→ EXERCICE A:
Extrayez de l'article sur le centre psychiatrique de Nairobi tout le passage allant de « Sur la porte » jusqu'à « Waweru, son frère. ».
→ EXERCICE B:
Poursuivez l'article sur le centre psychiatrique de Nairobi à partir de sa dernière phrase.

→ TEXTE:
########################################
Fichu noué sur le front, yeux exorbités, la frêle Mary reste silencieuse, entre deux éclats de rire, devant l’étudiant en médecine qui la reçoit dans son "cabinet", un conteneur transformé en centre psychiatrique dans un bidonville de Nairobi.

Ce centre, le premier à offrir des consultations et des soins gratuits pour les personnes souffrant de problèmes mentaux, a ouvert en mai.

Depuis, des dizaines de patients, qui ont parfois parcouru des centaines de kilomètres, font la queue devant le conteneur peint en bleu et blanc, le mercredi, jour des visites.

Sur la porte grande ouverte, une affiche : "Les malades mentaux ont le droit d’être traités, d’être bien traités". Ce texte fait référence à la stigmatisation dont sont victimes les personnes atteintes de troubles psychiatriques, en particulier en Afrique.

"Depuis deux ans, Mary peut être violente, elle jette des objets. Elle disparaît pendant des jours. A l’hôpital, on nous a dit que c’était le paludisme ! Mais avec les médicaments, son comportement ne s’est pas amélioré", explique Peter Waweru, son frère.

Mary Wangari souffre en fait de troubles bipolaires, ou de maniaco-dépression, selon Alex Kasuku, l’étudiant médecin qui la reçoit.

"Elle devrait aller mieux", prédit le jeune homme en lui prescrivant des cachets.
########################################
→ EXTRAIT DE DONNÉES:
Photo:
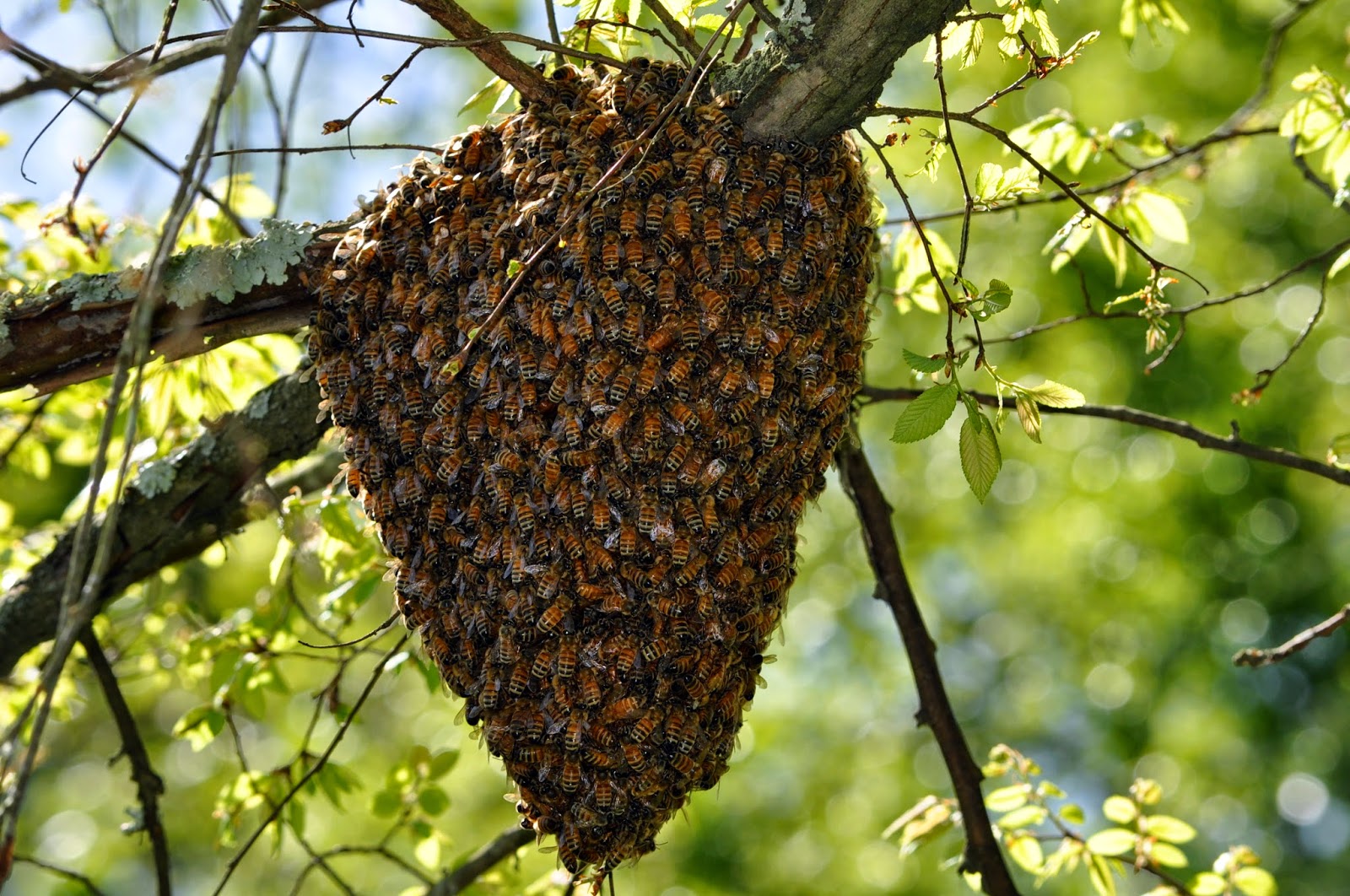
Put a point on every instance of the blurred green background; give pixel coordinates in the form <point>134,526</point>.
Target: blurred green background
<point>1086,614</point>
########################################
→ RÉSULTAT A:
Sur la porte grande ouverte, une affiche : "Les malades mentaux ont le droit d’être traités, d’être bien traités". Ce texte fait référence à la stigmatisation dont sont victimes les personnes atteintes de troubles psychiatriques, en particulier en Afrique.

"Depuis deux ans, Mary peut être violente, elle jette des objets. Elle disparaît pendant des jours. A l’hôpital, on nous a dit que c’était le paludisme ! Mais avec les médicaments, son comportement ne s’est pas amélioré", explique Peter Waweru, son frère.

→ RÉSULTAT B:
Peter obtient les médicaments, gratuits, dans une pharmacie gérée par un centre médical de la mairie et approvisionnée par le gouvernement, tandis que Mary l’attend sous la pluie.

S’il devait payer, ce travailleur journalier qui gagne environ un dollar par jour ne pourrait simplement pas faire soigner sa soeur cadette.

Le centre, installé au bidonville de Kangemi, a pour objectif de redonner une chance aux malades psychiatriques, pour qu’ils "puissent se rétablir, retrouver un travail et réduire leur absolue pauvreté", explique Joyce Kingori de l’ONG Basic Needs, Basic Rights ("Besoins élémentaires, droits élémentaires"), qui a lancé le centre en collaboration avec la mairie.

Lydia Wangui souffrait de démence et ne pouvait plus travailler. "Elle se trompait dans la monnaie à rendre aux clients", se rappelle Reuben Lyatema, un médecin. Elle est suivie depuis mai, et maintenant elle peut gérer son étal de fruits dans les rues boueuses de Kangemi.

Le centre vise aussi à déstigmatiser les maladies psychiatriques. "Maladies mentales, arrêtons l’exclusion", peut-on lire dans une pièce exiguë du conteneur.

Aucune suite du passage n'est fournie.